## START

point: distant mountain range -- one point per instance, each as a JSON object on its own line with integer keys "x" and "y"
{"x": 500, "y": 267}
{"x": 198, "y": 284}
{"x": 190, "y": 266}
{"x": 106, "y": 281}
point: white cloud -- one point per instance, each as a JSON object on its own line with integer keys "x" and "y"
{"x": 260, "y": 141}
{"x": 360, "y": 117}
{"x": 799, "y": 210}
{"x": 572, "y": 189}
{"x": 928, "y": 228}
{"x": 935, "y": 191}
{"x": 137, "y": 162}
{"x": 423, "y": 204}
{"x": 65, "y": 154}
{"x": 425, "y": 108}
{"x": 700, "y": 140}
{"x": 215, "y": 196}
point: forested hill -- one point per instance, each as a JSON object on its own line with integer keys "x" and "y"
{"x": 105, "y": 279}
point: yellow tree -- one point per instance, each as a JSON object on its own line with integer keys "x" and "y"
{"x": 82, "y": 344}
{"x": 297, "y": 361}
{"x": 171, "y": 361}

## END
## START

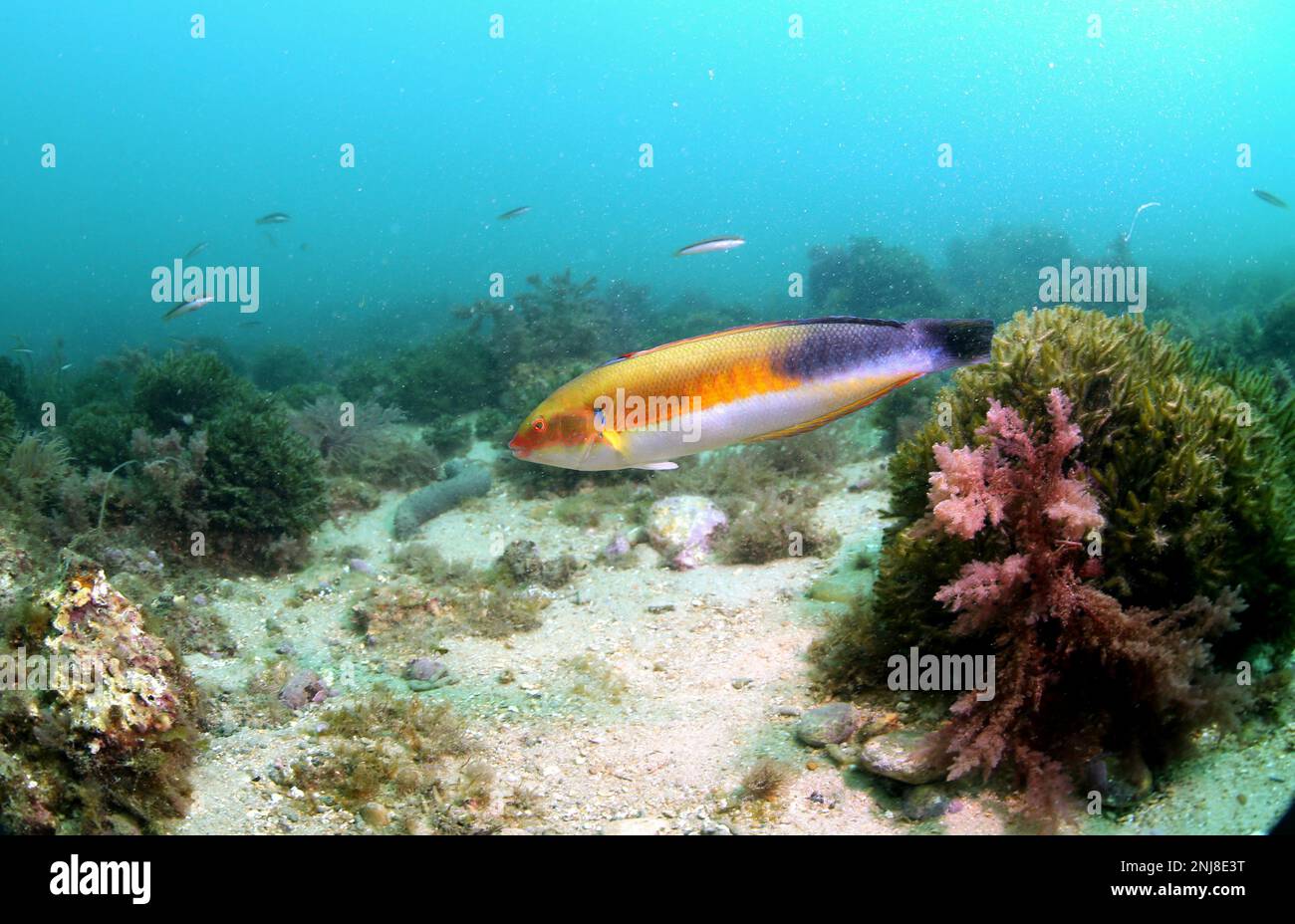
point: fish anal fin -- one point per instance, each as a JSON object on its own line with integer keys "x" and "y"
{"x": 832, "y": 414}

## END

■ **Set task**
Which lines in the data contain the string "hill"? Locate each one and copy it. Case counts.

■ **Task response**
point: forested hill -- one point per instance, each as a JSON object on its own line with integer keys "x" and "y"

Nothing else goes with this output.